# Work to be completed
Continue the article about Paul McCartney's feud with Yoko Ono from the point where it ends.

# Source extract

I interviewed McCartney extensively in 1989 and he was still very bristly and not entirely nice about John and Yoko; he was clearly still sorting it all out. In 1996, McCartney got into a big flap about changing songwriting credits to McCartney-Lennon from their original billing. There was also an issue about Ono, as Lennon’s heir, getting money and rights back from Michael Jackson because of the songwriting law. It didn’t occur to McCartney that his rights were still tied up with Jackson because he, McCartney, was lucky enough to still be alive.

Now McCartney has given a startling interview to Esquire’s UK edition in which he reignites his old feuds with Yoko and calls out Lennon for having become a James Dean-like martyr. It’s very weird because over time he and Ono seemed to lay down arms and embrace as formerly estranged family members. Just last winter, Ono was invited to a dinner at Lincoln Center for Stella McCartney where she was treated like a favorite aunt by the whole extended Beatles family. Everything seemed hunky dory.

But McCartney says he really resented her after Lennon died because she kept saying that “John was everything” in the Beatles. He says: “But then strange things would happen. Like Yoko would appear in the press, and I’d read it, and it said [comedy Yoko accent], “Paul did nothing! All he did was book the studio…” Like, “F–k you, darling! Hang on! All I did was book the fucking studio?” Well, OK, now people know that’s not true. But that was just part of it. There was a lot of revisionism: John did this, John did that. I mean, if you just pull out all his great stuff and then stack it up against my not-so-great stuff, it’s an easy case to make.”

# Record excerpts

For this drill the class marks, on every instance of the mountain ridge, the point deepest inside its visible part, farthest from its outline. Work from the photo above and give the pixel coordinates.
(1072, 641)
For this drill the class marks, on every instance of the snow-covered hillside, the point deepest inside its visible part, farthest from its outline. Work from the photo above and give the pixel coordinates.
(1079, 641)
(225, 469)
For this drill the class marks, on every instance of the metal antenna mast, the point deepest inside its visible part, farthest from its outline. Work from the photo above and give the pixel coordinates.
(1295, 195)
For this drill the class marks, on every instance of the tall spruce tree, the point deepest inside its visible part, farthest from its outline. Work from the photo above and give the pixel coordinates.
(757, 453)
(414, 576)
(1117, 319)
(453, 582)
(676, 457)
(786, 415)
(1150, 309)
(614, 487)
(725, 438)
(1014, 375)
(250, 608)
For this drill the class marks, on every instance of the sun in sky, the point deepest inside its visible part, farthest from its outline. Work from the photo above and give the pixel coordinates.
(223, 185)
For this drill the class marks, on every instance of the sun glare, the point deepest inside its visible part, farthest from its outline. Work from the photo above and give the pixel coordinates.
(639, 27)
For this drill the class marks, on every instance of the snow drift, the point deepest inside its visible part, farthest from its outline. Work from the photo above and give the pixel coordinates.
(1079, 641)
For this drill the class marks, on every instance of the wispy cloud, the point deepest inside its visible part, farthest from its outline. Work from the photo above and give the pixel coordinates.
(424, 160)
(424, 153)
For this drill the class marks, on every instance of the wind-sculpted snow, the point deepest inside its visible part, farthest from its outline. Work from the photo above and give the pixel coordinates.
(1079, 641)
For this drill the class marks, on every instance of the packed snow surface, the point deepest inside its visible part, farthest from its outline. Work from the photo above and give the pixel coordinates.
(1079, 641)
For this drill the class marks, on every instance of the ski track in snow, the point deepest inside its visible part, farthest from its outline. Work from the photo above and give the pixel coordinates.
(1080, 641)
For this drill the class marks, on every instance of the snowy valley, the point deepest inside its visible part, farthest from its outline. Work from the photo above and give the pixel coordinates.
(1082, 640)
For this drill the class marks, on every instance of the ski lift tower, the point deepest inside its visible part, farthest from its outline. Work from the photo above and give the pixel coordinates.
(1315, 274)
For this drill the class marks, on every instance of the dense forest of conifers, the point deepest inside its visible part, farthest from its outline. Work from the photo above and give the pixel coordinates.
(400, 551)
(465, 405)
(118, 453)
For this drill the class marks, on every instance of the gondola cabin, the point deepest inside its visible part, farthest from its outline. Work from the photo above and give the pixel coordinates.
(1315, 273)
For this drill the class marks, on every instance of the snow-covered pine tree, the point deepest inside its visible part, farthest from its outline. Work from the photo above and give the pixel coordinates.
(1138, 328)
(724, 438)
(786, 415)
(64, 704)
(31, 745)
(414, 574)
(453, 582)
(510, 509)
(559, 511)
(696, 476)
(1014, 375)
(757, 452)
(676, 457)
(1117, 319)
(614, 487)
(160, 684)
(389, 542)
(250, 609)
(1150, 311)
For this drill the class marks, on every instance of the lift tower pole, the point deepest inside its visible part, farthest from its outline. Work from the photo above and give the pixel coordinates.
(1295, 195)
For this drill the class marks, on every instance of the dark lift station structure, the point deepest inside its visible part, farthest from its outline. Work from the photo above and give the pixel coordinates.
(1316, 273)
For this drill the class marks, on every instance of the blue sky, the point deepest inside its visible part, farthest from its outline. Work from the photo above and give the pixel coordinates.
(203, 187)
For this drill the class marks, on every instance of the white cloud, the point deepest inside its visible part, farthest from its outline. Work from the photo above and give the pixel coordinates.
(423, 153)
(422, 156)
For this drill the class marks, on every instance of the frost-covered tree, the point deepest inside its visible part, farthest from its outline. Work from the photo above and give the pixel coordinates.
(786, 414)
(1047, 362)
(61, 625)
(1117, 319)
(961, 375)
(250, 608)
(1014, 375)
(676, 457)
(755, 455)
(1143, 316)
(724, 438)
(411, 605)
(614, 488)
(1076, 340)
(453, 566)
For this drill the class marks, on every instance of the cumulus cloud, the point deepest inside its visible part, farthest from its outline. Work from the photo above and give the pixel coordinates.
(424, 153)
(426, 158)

---

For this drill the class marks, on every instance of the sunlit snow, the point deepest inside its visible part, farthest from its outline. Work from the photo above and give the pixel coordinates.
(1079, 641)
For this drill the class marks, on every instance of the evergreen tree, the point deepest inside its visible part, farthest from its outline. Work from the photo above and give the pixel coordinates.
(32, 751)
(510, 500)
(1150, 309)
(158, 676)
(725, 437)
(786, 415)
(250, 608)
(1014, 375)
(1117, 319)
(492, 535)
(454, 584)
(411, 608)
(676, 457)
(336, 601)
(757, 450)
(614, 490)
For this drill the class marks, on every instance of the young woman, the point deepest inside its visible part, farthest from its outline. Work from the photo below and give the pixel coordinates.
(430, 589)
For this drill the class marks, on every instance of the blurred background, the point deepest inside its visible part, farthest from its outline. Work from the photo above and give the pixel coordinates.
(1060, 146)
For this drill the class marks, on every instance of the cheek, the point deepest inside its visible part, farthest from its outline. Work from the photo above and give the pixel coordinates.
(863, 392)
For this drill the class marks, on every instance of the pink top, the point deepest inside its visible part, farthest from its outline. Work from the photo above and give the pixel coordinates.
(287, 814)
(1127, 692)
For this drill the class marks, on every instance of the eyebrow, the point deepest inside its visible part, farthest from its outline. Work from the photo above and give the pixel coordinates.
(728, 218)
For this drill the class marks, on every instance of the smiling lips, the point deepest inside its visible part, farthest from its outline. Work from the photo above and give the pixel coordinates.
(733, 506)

# Written answer
So that’s saying let’s take “Imagine” and “Watching the Wheels” and compare them to a bad Wings song, like “Let ‘Em In.” That’s an easy case. But in this writer’s opinion, sorry, McCartney’s best outweighs Lennon’s best, with maybe the exception of “Imagine.” And that’s a debate that goes on forever without resolution.

 The other big quote from the interview which will live on: “When John got shot, aside from the pure horror of it, the lingering thing was, OK, well now John’s a martyr. A JFK. So what happened was, I started to get frustrated because people started to say, “Well, he was The Beatles.” And me, George and Ringo would go, “Er, hang on. It’s only a year ago we were all equal-ish.” Yeah, John was the witty one, sure. John did a lot of great work, yeah. And post-Beatles he did more great work, but he also did a lot of not-great work. Now the fact that he’s now martyred has elevated him to a James Dean, and beyond. So whilst I didn’t mind that – I agreed with it – I understood that now there was going to be revisionism.”

Anyway, great work by Alex Bilmes. Paul McCartney is indeed our greatest living rock star. His story is THE story of post-Tin Pan Alley music. His influence, like George Gershwin’s, will go on forever. But we love the gossip, and we love him regardless. He’s 73, and playing shows this week somewhere, and  all summer, as if he were 33. Why? He tells Bilmes: “Because it’s my job.” We’re amazed. No maybe about it.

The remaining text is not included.